Google Photos face recognition

In the times of COVID-19 quarantine, I found the need to go for a long walk. During that time, I also had the urge to take photographs of people on the streets, enjoying whatever sunshine they could get after 1 month of lockdown. It’s not every day that a pandemic happens, and I wanted to photograph it.

My phone’s back-facing camera’s lens is broken, so I shoot with the front-facing camera, which takes my stealth and framing-control down a couple of levels. After clumsily taking photographs of people on the street, I passed by a young couple sitting, awkwardly snapped their photo, and kept walking. I had a feeling the woman saw me, and sure enough, I heard her chasing behind me. Stunned yet defensive, I kept walking, acting stupid. I obviously knew what she wanted. She caught up to me, while another stranger tried to intervene, and kept yelling “Why did you take my photo?!”.

She had asked me to delete it, but I knew I had a right to take her photograph in public. Street photographers and documentary photographs have different ways of dealing with the issue of invasion of privacy. Some photographers choose an aggressive style of shooting, keeping a “Shoot first, apologize later” attitude. There’s always a balance between the law, morale and your artistic ego, and in between all of that, is a stranger’s right to privacy. As I walked home, I couldn’t decide: Should I delete the photo or not?

After pondering about what I had taken from her with my phone’s camera, I realized something that complicated the matter even more: the image I just took was most likely already automatically uploaded to my Google Photos. And I realized that with today’s technology, taking a digital photograph doesn’t just steal someone’s image, it can also steal their digital privacy.

[Source data]

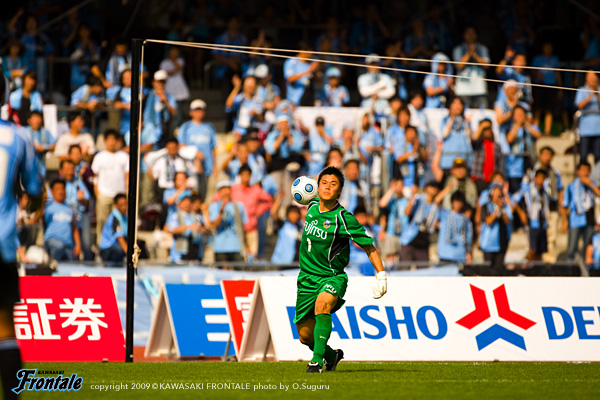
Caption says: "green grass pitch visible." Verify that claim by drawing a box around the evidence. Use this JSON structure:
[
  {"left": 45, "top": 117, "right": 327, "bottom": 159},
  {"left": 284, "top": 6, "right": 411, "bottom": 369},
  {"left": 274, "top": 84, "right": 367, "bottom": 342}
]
[{"left": 11, "top": 361, "right": 600, "bottom": 400}]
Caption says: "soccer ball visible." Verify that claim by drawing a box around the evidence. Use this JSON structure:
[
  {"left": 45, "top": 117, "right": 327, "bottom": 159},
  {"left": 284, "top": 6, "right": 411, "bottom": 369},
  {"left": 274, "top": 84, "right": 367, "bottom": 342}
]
[{"left": 292, "top": 176, "right": 317, "bottom": 206}]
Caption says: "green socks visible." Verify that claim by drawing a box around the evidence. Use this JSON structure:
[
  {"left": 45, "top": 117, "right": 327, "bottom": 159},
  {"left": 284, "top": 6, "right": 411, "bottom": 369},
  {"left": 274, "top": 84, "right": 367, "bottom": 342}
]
[{"left": 310, "top": 314, "right": 335, "bottom": 366}]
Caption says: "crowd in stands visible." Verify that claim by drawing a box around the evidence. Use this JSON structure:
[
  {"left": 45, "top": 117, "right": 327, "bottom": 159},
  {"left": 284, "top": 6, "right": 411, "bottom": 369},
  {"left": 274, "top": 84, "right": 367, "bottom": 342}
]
[{"left": 2, "top": 1, "right": 600, "bottom": 274}]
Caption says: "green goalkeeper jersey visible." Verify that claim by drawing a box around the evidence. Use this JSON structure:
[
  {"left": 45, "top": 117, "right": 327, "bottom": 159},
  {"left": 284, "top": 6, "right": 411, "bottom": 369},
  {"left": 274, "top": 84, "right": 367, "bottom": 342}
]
[{"left": 299, "top": 198, "right": 373, "bottom": 276}]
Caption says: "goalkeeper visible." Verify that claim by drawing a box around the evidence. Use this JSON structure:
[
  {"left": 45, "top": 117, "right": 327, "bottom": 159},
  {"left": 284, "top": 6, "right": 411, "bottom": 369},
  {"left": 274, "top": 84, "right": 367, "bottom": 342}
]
[{"left": 294, "top": 167, "right": 387, "bottom": 372}]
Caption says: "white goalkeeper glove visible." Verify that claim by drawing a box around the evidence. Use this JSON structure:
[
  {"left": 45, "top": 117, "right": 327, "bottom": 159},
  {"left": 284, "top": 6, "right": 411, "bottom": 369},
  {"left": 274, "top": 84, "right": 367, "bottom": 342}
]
[{"left": 373, "top": 271, "right": 387, "bottom": 299}]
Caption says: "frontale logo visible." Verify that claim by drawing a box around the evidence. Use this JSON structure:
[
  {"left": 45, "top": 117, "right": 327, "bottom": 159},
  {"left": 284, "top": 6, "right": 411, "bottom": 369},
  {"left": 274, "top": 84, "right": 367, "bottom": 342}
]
[
  {"left": 12, "top": 369, "right": 83, "bottom": 394},
  {"left": 456, "top": 285, "right": 535, "bottom": 351}
]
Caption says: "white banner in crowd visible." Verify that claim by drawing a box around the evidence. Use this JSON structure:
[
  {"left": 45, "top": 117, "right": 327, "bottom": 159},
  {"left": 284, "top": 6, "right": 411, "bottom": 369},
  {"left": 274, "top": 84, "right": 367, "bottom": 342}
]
[
  {"left": 240, "top": 277, "right": 600, "bottom": 361},
  {"left": 295, "top": 107, "right": 498, "bottom": 140}
]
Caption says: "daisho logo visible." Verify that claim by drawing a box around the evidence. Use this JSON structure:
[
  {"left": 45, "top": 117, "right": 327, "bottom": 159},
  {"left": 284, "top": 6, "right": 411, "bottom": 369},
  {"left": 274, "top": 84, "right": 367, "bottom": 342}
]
[
  {"left": 456, "top": 285, "right": 535, "bottom": 351},
  {"left": 12, "top": 369, "right": 83, "bottom": 394}
]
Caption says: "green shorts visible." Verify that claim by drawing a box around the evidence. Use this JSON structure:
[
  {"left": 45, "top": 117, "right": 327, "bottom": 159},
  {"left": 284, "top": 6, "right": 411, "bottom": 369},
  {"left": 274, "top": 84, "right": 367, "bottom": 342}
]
[{"left": 294, "top": 271, "right": 348, "bottom": 324}]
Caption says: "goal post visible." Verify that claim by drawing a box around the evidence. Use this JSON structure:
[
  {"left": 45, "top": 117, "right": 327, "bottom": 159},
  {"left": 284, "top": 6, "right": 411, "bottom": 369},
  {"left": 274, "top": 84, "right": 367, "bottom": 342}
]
[{"left": 125, "top": 39, "right": 144, "bottom": 362}]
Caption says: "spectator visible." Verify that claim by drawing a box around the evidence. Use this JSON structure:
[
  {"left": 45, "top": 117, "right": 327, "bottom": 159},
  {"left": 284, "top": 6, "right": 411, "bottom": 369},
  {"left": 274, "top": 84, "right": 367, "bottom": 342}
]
[
  {"left": 283, "top": 42, "right": 319, "bottom": 106},
  {"left": 305, "top": 116, "right": 333, "bottom": 177},
  {"left": 532, "top": 146, "right": 564, "bottom": 261},
  {"left": 501, "top": 105, "right": 542, "bottom": 193},
  {"left": 380, "top": 95, "right": 404, "bottom": 128},
  {"left": 400, "top": 181, "right": 438, "bottom": 261},
  {"left": 55, "top": 160, "right": 94, "bottom": 261},
  {"left": 246, "top": 131, "right": 267, "bottom": 185},
  {"left": 423, "top": 53, "right": 454, "bottom": 108},
  {"left": 471, "top": 118, "right": 504, "bottom": 193},
  {"left": 190, "top": 195, "right": 210, "bottom": 261},
  {"left": 68, "top": 144, "right": 94, "bottom": 193},
  {"left": 27, "top": 111, "right": 56, "bottom": 177},
  {"left": 144, "top": 69, "right": 177, "bottom": 148},
  {"left": 494, "top": 79, "right": 529, "bottom": 137},
  {"left": 436, "top": 189, "right": 473, "bottom": 263},
  {"left": 221, "top": 139, "right": 253, "bottom": 183},
  {"left": 379, "top": 179, "right": 408, "bottom": 263},
  {"left": 440, "top": 97, "right": 473, "bottom": 170},
  {"left": 54, "top": 111, "right": 96, "bottom": 161},
  {"left": 212, "top": 17, "right": 248, "bottom": 81},
  {"left": 531, "top": 42, "right": 563, "bottom": 135},
  {"left": 254, "top": 64, "right": 281, "bottom": 114},
  {"left": 99, "top": 193, "right": 127, "bottom": 267},
  {"left": 265, "top": 115, "right": 304, "bottom": 202},
  {"left": 225, "top": 75, "right": 263, "bottom": 141},
  {"left": 91, "top": 129, "right": 129, "bottom": 242},
  {"left": 178, "top": 99, "right": 219, "bottom": 201},
  {"left": 71, "top": 76, "right": 105, "bottom": 114},
  {"left": 339, "top": 159, "right": 372, "bottom": 216},
  {"left": 159, "top": 46, "right": 190, "bottom": 125},
  {"left": 163, "top": 171, "right": 192, "bottom": 221},
  {"left": 8, "top": 71, "right": 44, "bottom": 126},
  {"left": 358, "top": 114, "right": 384, "bottom": 186},
  {"left": 358, "top": 54, "right": 396, "bottom": 120},
  {"left": 575, "top": 71, "right": 600, "bottom": 162},
  {"left": 475, "top": 171, "right": 508, "bottom": 232},
  {"left": 325, "top": 147, "right": 344, "bottom": 169},
  {"left": 496, "top": 46, "right": 533, "bottom": 105},
  {"left": 385, "top": 106, "right": 411, "bottom": 166},
  {"left": 112, "top": 69, "right": 133, "bottom": 135},
  {"left": 146, "top": 138, "right": 195, "bottom": 198},
  {"left": 2, "top": 39, "right": 27, "bottom": 90},
  {"left": 231, "top": 164, "right": 273, "bottom": 257},
  {"left": 208, "top": 181, "right": 248, "bottom": 262},
  {"left": 406, "top": 92, "right": 431, "bottom": 141},
  {"left": 165, "top": 195, "right": 203, "bottom": 263},
  {"left": 513, "top": 169, "right": 550, "bottom": 261},
  {"left": 432, "top": 155, "right": 477, "bottom": 210},
  {"left": 105, "top": 37, "right": 131, "bottom": 86},
  {"left": 394, "top": 125, "right": 427, "bottom": 193},
  {"left": 317, "top": 67, "right": 350, "bottom": 107},
  {"left": 70, "top": 24, "right": 100, "bottom": 90},
  {"left": 44, "top": 179, "right": 81, "bottom": 261},
  {"left": 479, "top": 183, "right": 513, "bottom": 276},
  {"left": 334, "top": 124, "right": 367, "bottom": 163},
  {"left": 585, "top": 215, "right": 600, "bottom": 276},
  {"left": 452, "top": 26, "right": 490, "bottom": 109},
  {"left": 271, "top": 206, "right": 302, "bottom": 265},
  {"left": 16, "top": 193, "right": 44, "bottom": 250},
  {"left": 561, "top": 161, "right": 600, "bottom": 260}
]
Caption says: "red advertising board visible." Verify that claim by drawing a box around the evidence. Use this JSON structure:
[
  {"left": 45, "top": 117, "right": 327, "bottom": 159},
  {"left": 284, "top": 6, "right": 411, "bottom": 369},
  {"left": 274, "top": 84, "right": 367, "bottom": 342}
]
[
  {"left": 221, "top": 280, "right": 254, "bottom": 354},
  {"left": 14, "top": 276, "right": 125, "bottom": 361}
]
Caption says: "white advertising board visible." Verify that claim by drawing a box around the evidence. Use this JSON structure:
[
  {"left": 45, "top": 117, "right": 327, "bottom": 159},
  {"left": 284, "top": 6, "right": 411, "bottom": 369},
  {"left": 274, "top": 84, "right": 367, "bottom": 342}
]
[{"left": 240, "top": 277, "right": 600, "bottom": 361}]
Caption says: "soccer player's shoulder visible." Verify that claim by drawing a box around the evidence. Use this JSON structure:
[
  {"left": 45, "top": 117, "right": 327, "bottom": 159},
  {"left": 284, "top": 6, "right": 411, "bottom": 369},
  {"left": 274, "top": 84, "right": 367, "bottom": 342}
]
[{"left": 308, "top": 197, "right": 321, "bottom": 211}]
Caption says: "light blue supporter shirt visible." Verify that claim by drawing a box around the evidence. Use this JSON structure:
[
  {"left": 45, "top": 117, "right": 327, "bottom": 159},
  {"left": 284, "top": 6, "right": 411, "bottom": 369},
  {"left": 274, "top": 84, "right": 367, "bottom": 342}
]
[
  {"left": 44, "top": 201, "right": 74, "bottom": 247},
  {"left": 575, "top": 85, "right": 600, "bottom": 137},
  {"left": 0, "top": 120, "right": 42, "bottom": 263},
  {"left": 177, "top": 121, "right": 217, "bottom": 176},
  {"left": 438, "top": 208, "right": 473, "bottom": 262},
  {"left": 440, "top": 116, "right": 473, "bottom": 169},
  {"left": 208, "top": 201, "right": 248, "bottom": 253},
  {"left": 25, "top": 126, "right": 56, "bottom": 177}
]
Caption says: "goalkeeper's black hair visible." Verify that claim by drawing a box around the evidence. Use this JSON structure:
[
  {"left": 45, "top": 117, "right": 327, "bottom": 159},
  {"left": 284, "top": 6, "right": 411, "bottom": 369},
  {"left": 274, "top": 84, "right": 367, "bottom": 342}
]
[{"left": 317, "top": 165, "right": 344, "bottom": 189}]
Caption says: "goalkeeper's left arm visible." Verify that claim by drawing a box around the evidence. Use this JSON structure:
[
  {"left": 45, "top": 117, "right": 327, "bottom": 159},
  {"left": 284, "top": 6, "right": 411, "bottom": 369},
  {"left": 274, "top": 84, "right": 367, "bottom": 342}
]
[{"left": 363, "top": 245, "right": 387, "bottom": 299}]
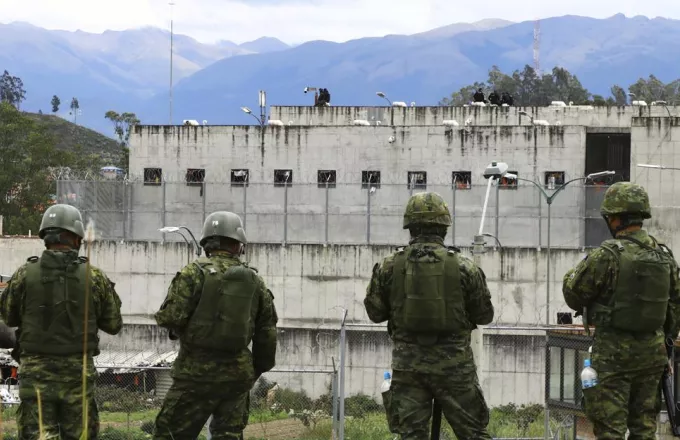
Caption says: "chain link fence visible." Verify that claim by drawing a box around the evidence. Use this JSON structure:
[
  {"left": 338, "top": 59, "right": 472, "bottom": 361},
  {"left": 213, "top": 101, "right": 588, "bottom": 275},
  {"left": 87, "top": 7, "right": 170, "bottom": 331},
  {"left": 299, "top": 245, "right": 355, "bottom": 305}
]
[{"left": 54, "top": 176, "right": 616, "bottom": 248}]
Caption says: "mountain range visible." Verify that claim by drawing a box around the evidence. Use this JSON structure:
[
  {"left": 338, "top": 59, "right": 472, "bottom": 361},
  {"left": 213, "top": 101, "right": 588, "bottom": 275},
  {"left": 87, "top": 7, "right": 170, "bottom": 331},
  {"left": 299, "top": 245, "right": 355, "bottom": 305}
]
[{"left": 0, "top": 14, "right": 680, "bottom": 135}]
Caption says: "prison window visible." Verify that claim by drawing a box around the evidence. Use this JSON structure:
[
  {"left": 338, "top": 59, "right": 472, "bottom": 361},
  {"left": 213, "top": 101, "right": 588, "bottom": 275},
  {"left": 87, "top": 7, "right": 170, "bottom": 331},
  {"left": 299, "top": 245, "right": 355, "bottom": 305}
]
[
  {"left": 451, "top": 171, "right": 472, "bottom": 189},
  {"left": 144, "top": 168, "right": 163, "bottom": 185},
  {"left": 274, "top": 170, "right": 293, "bottom": 186},
  {"left": 361, "top": 170, "right": 380, "bottom": 189},
  {"left": 316, "top": 170, "right": 336, "bottom": 188},
  {"left": 544, "top": 171, "right": 564, "bottom": 189},
  {"left": 407, "top": 171, "right": 427, "bottom": 189},
  {"left": 499, "top": 171, "right": 519, "bottom": 189},
  {"left": 186, "top": 168, "right": 205, "bottom": 185},
  {"left": 231, "top": 169, "right": 250, "bottom": 186}
]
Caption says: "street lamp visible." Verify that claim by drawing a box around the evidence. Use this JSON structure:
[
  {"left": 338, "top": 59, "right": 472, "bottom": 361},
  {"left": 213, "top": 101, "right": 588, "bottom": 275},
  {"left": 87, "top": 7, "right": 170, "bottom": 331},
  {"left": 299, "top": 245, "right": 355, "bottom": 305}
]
[
  {"left": 505, "top": 171, "right": 616, "bottom": 326},
  {"left": 159, "top": 226, "right": 201, "bottom": 257},
  {"left": 241, "top": 107, "right": 263, "bottom": 126},
  {"left": 376, "top": 92, "right": 392, "bottom": 107}
]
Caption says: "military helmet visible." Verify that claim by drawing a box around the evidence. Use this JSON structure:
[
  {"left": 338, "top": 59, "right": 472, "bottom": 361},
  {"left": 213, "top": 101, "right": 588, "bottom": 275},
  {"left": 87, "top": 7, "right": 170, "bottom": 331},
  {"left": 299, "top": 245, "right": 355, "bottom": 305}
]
[
  {"left": 200, "top": 211, "right": 248, "bottom": 246},
  {"left": 600, "top": 182, "right": 652, "bottom": 219},
  {"left": 404, "top": 192, "right": 451, "bottom": 229},
  {"left": 38, "top": 204, "right": 85, "bottom": 238}
]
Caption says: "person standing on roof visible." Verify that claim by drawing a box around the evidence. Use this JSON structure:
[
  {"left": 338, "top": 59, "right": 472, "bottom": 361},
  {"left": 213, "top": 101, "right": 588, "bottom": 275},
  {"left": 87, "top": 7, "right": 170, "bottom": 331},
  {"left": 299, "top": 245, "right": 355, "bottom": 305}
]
[
  {"left": 563, "top": 182, "right": 680, "bottom": 440},
  {"left": 364, "top": 192, "right": 494, "bottom": 440},
  {"left": 0, "top": 204, "right": 123, "bottom": 439},
  {"left": 153, "top": 211, "right": 278, "bottom": 440}
]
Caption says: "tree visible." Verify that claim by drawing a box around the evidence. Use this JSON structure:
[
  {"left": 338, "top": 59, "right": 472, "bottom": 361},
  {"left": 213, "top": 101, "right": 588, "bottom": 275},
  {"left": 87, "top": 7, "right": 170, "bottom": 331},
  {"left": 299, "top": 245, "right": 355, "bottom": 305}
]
[
  {"left": 104, "top": 110, "right": 139, "bottom": 172},
  {"left": 52, "top": 95, "right": 61, "bottom": 113},
  {"left": 69, "top": 98, "right": 80, "bottom": 124},
  {"left": 0, "top": 102, "right": 75, "bottom": 234},
  {"left": 0, "top": 70, "right": 26, "bottom": 109}
]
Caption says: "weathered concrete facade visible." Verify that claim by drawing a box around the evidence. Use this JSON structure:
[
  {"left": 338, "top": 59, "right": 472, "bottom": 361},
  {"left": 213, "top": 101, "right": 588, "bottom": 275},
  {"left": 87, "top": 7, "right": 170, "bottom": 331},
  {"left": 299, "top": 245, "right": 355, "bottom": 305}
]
[{"left": 0, "top": 239, "right": 584, "bottom": 405}]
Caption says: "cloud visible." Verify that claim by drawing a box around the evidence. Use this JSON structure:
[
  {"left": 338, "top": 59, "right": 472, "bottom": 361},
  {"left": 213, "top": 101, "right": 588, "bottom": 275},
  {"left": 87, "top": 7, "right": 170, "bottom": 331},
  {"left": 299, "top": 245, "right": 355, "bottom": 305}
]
[{"left": 0, "top": 0, "right": 680, "bottom": 43}]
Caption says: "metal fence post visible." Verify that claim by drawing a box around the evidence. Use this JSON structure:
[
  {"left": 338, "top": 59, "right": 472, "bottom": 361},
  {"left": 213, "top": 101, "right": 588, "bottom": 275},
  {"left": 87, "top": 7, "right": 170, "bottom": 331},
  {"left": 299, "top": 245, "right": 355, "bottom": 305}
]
[
  {"left": 451, "top": 184, "right": 456, "bottom": 246},
  {"left": 157, "top": 181, "right": 168, "bottom": 234},
  {"left": 202, "top": 180, "right": 207, "bottom": 223},
  {"left": 243, "top": 182, "right": 248, "bottom": 229},
  {"left": 338, "top": 310, "right": 347, "bottom": 440},
  {"left": 324, "top": 182, "right": 329, "bottom": 245},
  {"left": 494, "top": 180, "right": 501, "bottom": 241},
  {"left": 331, "top": 358, "right": 338, "bottom": 440},
  {"left": 283, "top": 181, "right": 288, "bottom": 246},
  {"left": 366, "top": 185, "right": 371, "bottom": 244}
]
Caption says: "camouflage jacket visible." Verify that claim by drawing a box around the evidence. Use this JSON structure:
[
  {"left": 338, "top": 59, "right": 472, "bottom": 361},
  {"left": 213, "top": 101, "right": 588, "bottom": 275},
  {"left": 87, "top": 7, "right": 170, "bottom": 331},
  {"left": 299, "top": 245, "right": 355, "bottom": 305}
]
[
  {"left": 562, "top": 230, "right": 680, "bottom": 371},
  {"left": 0, "top": 250, "right": 123, "bottom": 382},
  {"left": 155, "top": 251, "right": 278, "bottom": 382},
  {"left": 364, "top": 235, "right": 494, "bottom": 375}
]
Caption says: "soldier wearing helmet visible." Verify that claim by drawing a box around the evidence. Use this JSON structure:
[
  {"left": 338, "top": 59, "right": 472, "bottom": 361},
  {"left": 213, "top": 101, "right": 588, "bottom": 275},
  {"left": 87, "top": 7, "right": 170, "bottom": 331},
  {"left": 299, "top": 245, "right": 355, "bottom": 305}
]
[
  {"left": 364, "top": 192, "right": 494, "bottom": 440},
  {"left": 563, "top": 182, "right": 680, "bottom": 439},
  {"left": 0, "top": 204, "right": 123, "bottom": 438},
  {"left": 154, "top": 211, "right": 278, "bottom": 440}
]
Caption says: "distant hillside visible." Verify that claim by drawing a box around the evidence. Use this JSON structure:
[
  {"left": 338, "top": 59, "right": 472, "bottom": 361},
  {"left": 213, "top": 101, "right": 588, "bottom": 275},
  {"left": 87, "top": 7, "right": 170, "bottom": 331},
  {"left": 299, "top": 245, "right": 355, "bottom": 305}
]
[{"left": 25, "top": 113, "right": 121, "bottom": 165}]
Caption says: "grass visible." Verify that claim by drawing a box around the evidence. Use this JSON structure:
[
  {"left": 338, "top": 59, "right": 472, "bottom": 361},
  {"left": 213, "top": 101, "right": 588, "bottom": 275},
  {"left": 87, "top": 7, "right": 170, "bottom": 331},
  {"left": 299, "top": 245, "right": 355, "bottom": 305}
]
[{"left": 25, "top": 113, "right": 122, "bottom": 166}]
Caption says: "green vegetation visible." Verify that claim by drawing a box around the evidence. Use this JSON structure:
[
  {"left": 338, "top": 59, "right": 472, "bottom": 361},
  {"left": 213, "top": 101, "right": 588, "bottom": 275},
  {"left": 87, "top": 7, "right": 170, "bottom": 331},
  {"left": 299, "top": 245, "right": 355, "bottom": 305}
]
[
  {"left": 439, "top": 65, "right": 680, "bottom": 107},
  {"left": 24, "top": 113, "right": 122, "bottom": 166}
]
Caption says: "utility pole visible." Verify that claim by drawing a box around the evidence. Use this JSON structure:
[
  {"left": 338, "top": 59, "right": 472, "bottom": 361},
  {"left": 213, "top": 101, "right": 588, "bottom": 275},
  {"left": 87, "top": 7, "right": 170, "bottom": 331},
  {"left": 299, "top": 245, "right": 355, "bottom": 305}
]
[{"left": 168, "top": 2, "right": 175, "bottom": 125}]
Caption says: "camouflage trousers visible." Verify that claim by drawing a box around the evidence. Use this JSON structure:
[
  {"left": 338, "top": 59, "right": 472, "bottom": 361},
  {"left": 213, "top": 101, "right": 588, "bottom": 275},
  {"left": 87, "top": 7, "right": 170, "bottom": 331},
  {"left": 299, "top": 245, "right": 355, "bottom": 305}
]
[
  {"left": 388, "top": 370, "right": 491, "bottom": 440},
  {"left": 153, "top": 379, "right": 252, "bottom": 440},
  {"left": 583, "top": 365, "right": 664, "bottom": 440},
  {"left": 17, "top": 377, "right": 99, "bottom": 440}
]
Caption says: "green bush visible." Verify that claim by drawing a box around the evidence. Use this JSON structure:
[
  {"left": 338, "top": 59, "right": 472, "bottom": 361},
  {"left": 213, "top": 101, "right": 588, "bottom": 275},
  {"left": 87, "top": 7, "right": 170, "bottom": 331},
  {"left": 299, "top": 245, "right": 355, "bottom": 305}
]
[{"left": 345, "top": 393, "right": 384, "bottom": 418}]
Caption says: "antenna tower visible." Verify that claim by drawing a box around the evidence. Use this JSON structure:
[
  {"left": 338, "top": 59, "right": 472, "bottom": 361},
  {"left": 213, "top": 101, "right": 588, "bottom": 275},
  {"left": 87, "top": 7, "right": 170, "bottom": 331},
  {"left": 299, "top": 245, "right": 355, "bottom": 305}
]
[{"left": 534, "top": 19, "right": 541, "bottom": 76}]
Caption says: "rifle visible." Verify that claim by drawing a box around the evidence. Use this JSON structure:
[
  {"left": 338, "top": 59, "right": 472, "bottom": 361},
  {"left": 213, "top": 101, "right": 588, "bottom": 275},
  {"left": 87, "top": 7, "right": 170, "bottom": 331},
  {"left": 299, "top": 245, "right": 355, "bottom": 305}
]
[
  {"left": 430, "top": 399, "right": 442, "bottom": 440},
  {"left": 661, "top": 337, "right": 680, "bottom": 437}
]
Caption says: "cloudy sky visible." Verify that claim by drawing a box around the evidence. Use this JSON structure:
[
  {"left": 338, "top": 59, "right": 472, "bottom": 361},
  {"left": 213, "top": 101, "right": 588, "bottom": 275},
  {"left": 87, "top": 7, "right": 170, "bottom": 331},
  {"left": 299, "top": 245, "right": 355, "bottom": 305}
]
[{"left": 0, "top": 0, "right": 680, "bottom": 43}]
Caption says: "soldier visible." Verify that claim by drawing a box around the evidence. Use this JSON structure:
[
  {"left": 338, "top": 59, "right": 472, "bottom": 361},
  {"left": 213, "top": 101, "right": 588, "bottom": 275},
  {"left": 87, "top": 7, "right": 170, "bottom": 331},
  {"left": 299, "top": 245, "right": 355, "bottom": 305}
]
[
  {"left": 563, "top": 182, "right": 680, "bottom": 439},
  {"left": 154, "top": 211, "right": 278, "bottom": 440},
  {"left": 364, "top": 192, "right": 494, "bottom": 440},
  {"left": 0, "top": 204, "right": 123, "bottom": 439}
]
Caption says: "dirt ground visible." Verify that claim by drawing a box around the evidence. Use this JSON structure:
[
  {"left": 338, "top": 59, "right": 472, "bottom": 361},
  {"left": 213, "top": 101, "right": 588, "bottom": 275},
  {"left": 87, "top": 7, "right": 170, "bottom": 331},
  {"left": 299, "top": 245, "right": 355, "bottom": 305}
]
[{"left": 243, "top": 419, "right": 307, "bottom": 440}]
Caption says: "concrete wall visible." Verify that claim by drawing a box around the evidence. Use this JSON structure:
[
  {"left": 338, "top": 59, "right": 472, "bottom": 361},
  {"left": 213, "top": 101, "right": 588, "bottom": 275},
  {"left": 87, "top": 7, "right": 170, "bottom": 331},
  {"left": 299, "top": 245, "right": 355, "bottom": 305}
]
[
  {"left": 0, "top": 238, "right": 584, "bottom": 405},
  {"left": 270, "top": 103, "right": 678, "bottom": 127},
  {"left": 631, "top": 117, "right": 680, "bottom": 254},
  {"left": 117, "top": 126, "right": 586, "bottom": 246}
]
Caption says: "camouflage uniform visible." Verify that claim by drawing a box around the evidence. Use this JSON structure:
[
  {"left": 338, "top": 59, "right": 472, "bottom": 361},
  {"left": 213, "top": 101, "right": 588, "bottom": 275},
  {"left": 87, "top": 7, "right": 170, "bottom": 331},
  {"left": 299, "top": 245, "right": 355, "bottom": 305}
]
[
  {"left": 154, "top": 212, "right": 278, "bottom": 440},
  {"left": 0, "top": 205, "right": 123, "bottom": 439},
  {"left": 563, "top": 182, "right": 680, "bottom": 439},
  {"left": 364, "top": 193, "right": 494, "bottom": 440}
]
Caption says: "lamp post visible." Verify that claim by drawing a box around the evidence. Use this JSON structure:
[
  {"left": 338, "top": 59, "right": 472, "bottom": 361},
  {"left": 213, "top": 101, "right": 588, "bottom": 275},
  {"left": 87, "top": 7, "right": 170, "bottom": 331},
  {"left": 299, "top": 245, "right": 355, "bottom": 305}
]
[
  {"left": 376, "top": 92, "right": 392, "bottom": 107},
  {"left": 159, "top": 226, "right": 201, "bottom": 257},
  {"left": 241, "top": 107, "right": 264, "bottom": 126},
  {"left": 505, "top": 171, "right": 616, "bottom": 326}
]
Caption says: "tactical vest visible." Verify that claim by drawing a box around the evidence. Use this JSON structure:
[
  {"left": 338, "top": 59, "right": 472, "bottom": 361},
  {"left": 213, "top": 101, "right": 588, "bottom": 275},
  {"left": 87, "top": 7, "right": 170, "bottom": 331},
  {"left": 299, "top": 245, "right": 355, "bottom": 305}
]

#### [EXERCISE SET]
a) In the essay, why does the writer shoot with the phone's front-facing camera?
b) Reproduce the essay's text from "After pondering about" to "their digital privacy.".

#### [OUTPUTS FOR THE TASKS]
a) The phone's back-facing camera lens is broken.

b)
After pondering about what I had taken from her with my phone’s camera, I realized something that complicated the matter even more: the image I just took was most likely already automatically uploaded to my Google Photos. And I realized that with today’s technology, taking a digital photograph doesn’t just steal someone’s image, it can also steal their digital privacy.